WHAT IS REQUIRED:
Beginning with the line containing "of the overcast" and ending with the last line of the records, set down every line exactly.

===== RECORDS FOR THE TASK =====

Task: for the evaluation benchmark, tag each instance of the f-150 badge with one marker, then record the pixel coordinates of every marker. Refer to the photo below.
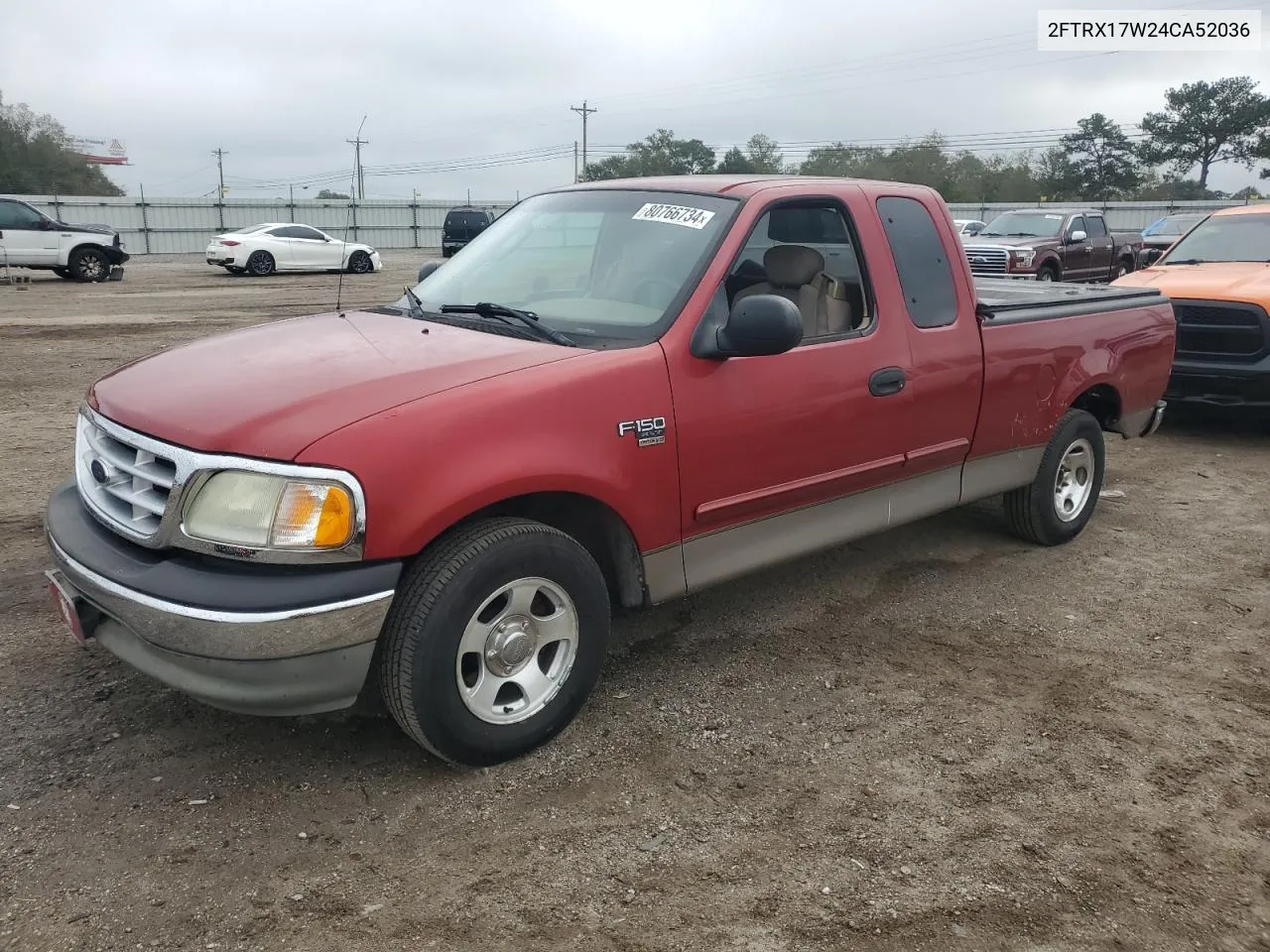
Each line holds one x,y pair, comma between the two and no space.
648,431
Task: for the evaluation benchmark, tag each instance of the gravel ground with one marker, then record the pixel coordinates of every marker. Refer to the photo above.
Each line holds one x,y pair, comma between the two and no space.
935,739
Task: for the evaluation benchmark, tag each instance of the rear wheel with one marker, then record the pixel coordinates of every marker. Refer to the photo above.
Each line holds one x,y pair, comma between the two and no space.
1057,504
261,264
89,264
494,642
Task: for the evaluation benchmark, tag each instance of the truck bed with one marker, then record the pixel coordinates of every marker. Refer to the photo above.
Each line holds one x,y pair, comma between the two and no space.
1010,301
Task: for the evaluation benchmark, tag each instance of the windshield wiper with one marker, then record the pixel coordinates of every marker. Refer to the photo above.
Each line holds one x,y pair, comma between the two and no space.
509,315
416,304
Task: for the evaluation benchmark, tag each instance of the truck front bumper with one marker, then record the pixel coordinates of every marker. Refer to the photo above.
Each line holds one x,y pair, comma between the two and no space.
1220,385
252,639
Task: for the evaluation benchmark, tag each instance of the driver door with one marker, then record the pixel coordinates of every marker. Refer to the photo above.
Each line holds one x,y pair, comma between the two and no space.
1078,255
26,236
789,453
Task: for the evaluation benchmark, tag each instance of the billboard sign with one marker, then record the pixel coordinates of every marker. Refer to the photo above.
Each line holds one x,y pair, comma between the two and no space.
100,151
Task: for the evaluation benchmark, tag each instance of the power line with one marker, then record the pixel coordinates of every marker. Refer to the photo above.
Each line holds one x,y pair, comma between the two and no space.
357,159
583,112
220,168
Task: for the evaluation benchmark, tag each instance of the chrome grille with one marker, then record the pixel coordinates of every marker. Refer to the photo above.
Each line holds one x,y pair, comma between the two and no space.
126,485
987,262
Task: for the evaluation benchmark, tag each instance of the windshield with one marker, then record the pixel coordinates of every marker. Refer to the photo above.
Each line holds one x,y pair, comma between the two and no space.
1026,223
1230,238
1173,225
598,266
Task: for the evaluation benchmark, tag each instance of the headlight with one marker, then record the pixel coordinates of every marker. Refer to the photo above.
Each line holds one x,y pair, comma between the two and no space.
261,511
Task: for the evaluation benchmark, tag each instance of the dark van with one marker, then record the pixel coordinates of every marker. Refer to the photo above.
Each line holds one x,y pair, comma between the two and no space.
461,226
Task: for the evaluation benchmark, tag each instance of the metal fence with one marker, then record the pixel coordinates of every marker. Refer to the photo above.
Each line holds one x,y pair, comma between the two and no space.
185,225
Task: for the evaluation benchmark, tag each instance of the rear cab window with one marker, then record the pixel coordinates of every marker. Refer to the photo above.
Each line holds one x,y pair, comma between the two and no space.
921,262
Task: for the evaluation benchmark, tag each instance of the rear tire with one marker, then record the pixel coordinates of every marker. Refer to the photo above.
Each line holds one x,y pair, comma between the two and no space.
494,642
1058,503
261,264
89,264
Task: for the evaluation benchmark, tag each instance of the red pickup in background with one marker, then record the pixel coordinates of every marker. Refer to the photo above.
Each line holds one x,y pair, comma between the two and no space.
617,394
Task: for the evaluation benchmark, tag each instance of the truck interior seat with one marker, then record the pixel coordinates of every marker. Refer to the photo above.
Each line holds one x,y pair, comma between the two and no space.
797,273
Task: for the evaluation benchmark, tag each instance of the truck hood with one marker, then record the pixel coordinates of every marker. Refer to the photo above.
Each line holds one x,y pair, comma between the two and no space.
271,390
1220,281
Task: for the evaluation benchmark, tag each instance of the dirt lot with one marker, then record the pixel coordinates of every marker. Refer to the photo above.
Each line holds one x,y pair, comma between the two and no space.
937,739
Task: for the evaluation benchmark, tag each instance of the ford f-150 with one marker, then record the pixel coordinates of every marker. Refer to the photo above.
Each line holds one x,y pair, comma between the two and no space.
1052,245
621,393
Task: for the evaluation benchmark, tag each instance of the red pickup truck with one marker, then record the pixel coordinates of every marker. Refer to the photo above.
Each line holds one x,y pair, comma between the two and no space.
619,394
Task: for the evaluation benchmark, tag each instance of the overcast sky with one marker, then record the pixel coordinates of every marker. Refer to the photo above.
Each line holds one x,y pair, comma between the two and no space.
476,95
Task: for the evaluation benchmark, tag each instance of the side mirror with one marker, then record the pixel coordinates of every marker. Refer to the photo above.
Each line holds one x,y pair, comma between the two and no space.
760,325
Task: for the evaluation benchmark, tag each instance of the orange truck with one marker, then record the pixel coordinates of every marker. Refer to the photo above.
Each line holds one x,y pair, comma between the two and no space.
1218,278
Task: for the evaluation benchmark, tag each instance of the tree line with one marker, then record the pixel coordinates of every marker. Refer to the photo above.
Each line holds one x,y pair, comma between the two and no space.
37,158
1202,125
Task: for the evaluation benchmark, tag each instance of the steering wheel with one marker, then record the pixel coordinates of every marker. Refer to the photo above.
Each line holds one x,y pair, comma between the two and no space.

=====

COMPLETE RESPONSE:
Task: for the evaluation benchmark, tag each instance of the overcast sky with one marker, then record the pixel coordinates of every marker. Refer to the photo above.
Each line holds one x,y pair, comma between the two and no space.
476,95
Task: for the evaluation benchmark, tag each instance of the side mirror with one marker, then record the pixel coordinates of every marker. Refer to the photo above.
Each line holds one x,y pair, comma between the two and no space.
760,325
Task: for the evaluation benchmark, tag each instance of the orange truck with one marker, then record the pixel coordinates of every marker. Refer to the photo above.
Each line holds one x,y pair, comma between the two and no space.
1218,278
Task: for the evaluation benchmark, tag each instance of the tree line with one marker, then record the pixel coordinates of every marker. Refer to the photo above.
Each line holds one x,y pair, comma between the two and no space.
37,158
1202,125
Task: for the evaluation benchmark, tag each instance of the steering wheel with one marker, then record the pixel coordinates of every marker. Refer to the photo above.
Each line holds one x,y pair, comma between the two and no space.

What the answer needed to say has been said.